Source text >>
********

With encouragement they can get involved, but this takes time and money. Without it their involvement will remain inequitable. And, as they watch the quality and reputation of their child's school fall further as a result, they will become even more alienated. It becomes what is termed a negative spiral. Worse, another thing we know for certain from research done all over the world, is that putting disadvantaged kids together in the same schools — as we increasingly do in Australia — compounds the disadvantage, making the downward spiral even more precipitous.

2. Principal autonomy

This is not necessarily a bad idea. If Principals are going to be held responsible for outcomes, they need to have some leverage over inputs. But, once again, if we hand over responsibility without recognition that some schools and Principals are dealing with much tougher social problems than others then we can only deepen inequity.

These schools already find it hard to attract principals; applications are falling for principal's jobs in NSW and, particularly, in Victoria. Schools serving disadvantaged families will find it even harder to attract candidates, unless we offer incentives — in terms of pay and support. Disadvantaged schools may struggle with revolving acting principals and high staff churn. To be frank, many already do.

3. Independence for teachers in what they teach.

Actually I have the most sympathy for this solution. Gillard's standardised testing and centralised curriculum are squeezing the time teachers have to engage their students in learning. They are being forced to teach to the test. Kids from disadvantaged backgrounds lack cultural capital. Teachers need to be able to help such children catch up at their own pace. This takes time, skill and sensitivity. One size definitely does not fit all.

Middle class kids walk through the school gate better equipped than their disadvantaged peers. At the moment that advantage gap not only remains, but expands throughout school. Teachers need to be able to respond. In really tough classrooms, they may need extra literacy and student support staff — all currently being cut in NSW public schools. Larger class sizes will also not work in such schools — though they might be fine for St Ignatius.

********

Information provided >>
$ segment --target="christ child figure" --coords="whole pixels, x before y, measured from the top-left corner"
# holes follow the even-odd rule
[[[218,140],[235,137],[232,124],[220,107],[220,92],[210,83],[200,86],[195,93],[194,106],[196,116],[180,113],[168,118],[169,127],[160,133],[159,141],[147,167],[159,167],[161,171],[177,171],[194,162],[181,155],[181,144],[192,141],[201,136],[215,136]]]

********

Exercise requirements >>
**1.** Decide whether each statement below agrees with the passage on schools and disadvantage, answering yes or no and quoting the deciding words of the passage. (a) Applications for principal jobs are rising in Victoria. (b) The writer has the most sympathy for giving teachers independence in what they teach. (c) Extra literacy and student support staff are being cut in NSW public schools.
**2.** Update the stretch of the passage on schools and disadvantage from "Middle class kids" through "for St Ignatius.", putting "Affluent kids" in place of "Middle class kids".

Worked solutions >>
**1.**
(a) No: "applications are falling for principal's jobs in NSW and, particularly, in Victoria."
(b) Yes: "Actually I have the most sympathy for this solution."
(c) Yes: "they may need extra literacy and student support staff — all currently being cut in NSW public schools."

**2.**
Affluent kids walk through the school gate better equipped than their disadvantaged peers. At the moment that advantage gap not only remains, but expands throughout school. Teachers need to be able to respond. In really tough classrooms, they may need extra literacy and student support staff — all currently being cut in NSW public schools. Larger class sizes will also not work in such schools — though they might be fine for St Ignatius.